◆ Text extract:
___

Thumos is found eighteen times in the New Testament; seven of those occurrences refer to God's wrath.  In Galatians, we see an example of shadow thumos in the word jealousy, which when smoldering breaks out in wrath.  Thumos and another word for "wrath" (orge) are coupled in two places in Revelation:  "the fierceness (thumos) of his wrath [orge]" and "the fierceness and wrath of Almighty God."

 

For most of us, that's as far as our one-dimensional understanding of this beneficial-slash-harmful attribute goes.  The following is a good example: One popular New Testament commentary shows how narrow is our comprehension of this vibrant attribute.  The author states that thumos means "wrath" and "hot."  "Wrath is like a volcano….stuff a cork in it."

 

This perspective leads to the emaciation and wilting of many souls, largely because it ignores the creative seed in properly handled anger and because it overlooks anger as an intrinsic component to righteous indignation, which should lead to deep and abiding love for those who are weak and oppressed.  The Bible shows a more noble side to this attribute in the way Jesus demonstrated muscular indignation—the kind that battles for transcendent truths, protects others who are being stripped of their worth, and loves those in need in practical ways—as opposed to anger that stems from not getting what we want.  In Jesus we see a thumos that guards and provides for those whom leaders have exploited and abused.

 

Noble thumos burns for the good of others, for God's will to be done on earth as in heaven, and thus it causes people to act; wrathful anger is usually personal, born of envy, self-absorbed, and vengeful.  Stuffing a cork in thumos will diminish your spiritual growth and weaken your faith-in-action!  Anything that says otherwise is a misguided recipe for being unable to wrestle with and tackle real issues in real life.

___

(Records of labeled points)
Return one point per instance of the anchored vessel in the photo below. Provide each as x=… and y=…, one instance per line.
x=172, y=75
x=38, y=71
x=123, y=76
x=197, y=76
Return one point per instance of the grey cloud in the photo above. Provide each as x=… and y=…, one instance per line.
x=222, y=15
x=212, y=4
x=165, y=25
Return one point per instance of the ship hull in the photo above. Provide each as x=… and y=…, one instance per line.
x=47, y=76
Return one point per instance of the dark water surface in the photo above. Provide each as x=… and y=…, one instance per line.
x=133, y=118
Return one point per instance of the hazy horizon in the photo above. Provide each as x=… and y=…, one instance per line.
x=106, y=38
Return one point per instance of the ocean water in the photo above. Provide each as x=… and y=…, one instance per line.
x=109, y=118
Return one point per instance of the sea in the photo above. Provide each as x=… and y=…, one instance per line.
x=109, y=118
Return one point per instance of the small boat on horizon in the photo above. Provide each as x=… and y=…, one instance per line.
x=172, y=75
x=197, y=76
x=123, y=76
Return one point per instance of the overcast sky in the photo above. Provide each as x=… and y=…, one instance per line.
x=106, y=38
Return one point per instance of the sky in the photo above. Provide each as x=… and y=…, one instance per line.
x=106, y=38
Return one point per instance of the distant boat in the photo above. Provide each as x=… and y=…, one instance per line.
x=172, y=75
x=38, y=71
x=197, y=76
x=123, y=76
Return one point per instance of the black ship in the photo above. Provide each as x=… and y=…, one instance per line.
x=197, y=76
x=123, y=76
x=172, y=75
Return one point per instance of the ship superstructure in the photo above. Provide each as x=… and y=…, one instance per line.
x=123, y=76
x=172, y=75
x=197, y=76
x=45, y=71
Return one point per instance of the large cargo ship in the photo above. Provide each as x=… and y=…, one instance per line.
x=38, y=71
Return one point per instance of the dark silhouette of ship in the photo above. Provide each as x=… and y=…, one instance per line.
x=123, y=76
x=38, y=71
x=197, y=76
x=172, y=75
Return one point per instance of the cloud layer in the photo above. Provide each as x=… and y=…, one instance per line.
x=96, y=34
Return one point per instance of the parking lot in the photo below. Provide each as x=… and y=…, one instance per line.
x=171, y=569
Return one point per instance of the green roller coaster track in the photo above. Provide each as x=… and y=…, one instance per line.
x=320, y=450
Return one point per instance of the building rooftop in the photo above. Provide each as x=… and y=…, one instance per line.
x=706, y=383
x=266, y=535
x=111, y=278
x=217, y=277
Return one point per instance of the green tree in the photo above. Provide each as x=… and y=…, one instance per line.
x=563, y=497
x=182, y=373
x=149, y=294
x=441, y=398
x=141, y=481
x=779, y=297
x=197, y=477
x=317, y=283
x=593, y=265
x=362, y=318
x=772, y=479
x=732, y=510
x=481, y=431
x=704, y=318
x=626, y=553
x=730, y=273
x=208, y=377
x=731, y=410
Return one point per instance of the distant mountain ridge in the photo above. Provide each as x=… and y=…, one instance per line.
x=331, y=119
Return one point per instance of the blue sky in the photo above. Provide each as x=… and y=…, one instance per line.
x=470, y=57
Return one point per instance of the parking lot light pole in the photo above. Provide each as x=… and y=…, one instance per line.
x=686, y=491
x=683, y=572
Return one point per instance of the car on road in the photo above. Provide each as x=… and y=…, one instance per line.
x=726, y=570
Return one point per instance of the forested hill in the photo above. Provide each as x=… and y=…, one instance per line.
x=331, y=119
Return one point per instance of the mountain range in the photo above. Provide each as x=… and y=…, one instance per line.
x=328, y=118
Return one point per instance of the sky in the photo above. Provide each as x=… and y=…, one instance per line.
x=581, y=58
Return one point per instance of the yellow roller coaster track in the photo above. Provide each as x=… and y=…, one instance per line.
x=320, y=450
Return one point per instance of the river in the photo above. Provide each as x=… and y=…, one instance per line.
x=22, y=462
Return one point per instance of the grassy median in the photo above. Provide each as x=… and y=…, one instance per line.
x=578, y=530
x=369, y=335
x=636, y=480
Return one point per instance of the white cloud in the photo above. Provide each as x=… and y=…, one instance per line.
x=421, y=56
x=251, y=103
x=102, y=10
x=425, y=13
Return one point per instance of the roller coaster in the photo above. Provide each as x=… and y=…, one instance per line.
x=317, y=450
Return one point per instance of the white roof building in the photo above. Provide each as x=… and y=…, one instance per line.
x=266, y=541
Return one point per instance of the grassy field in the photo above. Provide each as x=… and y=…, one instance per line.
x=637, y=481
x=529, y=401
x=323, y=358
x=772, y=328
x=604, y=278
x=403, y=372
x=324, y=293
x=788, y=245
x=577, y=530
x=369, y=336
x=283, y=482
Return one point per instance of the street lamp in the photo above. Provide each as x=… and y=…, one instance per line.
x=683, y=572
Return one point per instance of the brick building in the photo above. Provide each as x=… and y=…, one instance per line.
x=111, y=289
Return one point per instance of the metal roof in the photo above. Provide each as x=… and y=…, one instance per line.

___

◆ Stated task 1: Decide whether each statement agrees with the passage on thumos, answering yes or no and quoting the words that settle it: (a) Thumos occurs eighteen times in the New Testament. (b) Thumos and orge are paired in three places in Revelation. (c) The commentary cited in the passage says thumos means "wrath" and "hot."
◆ Stated task 2: Summarize the passage on thumos in two sentences.
◆ Stated task 3: According to the passage on thumos, why does the "stuff a cork in it" view lead to the wilting of many souls? Answer in one or two sentences.

◆ Correct response 1:
(a) Yes: "Thumos is found eighteen times in the New Testament."
(b) No: "Thumos and another word for "wrath" (orge) are coupled in two places in Revelation."
(c) Yes: "The author states that thumos means "wrath" and "hot.""

◆ Correct response 2: Thumos appears eighteen times in the New Testament, but a common view treats it only as wrath to be corked, which ignores the creative seed in properly handled anger and its role in righteous indignation. Jesus showed a noble thumos that burns for the good of others and protects the exploited, and stuffing a cork in it weakens spiritual growth and faith-in-action.

◆ Correct response 3: It ignores the creative seed in properly handled anger. It also overlooks anger as an intrinsic part of righteous indignation, which should lead to deep and abiding love for the weak and oppressed.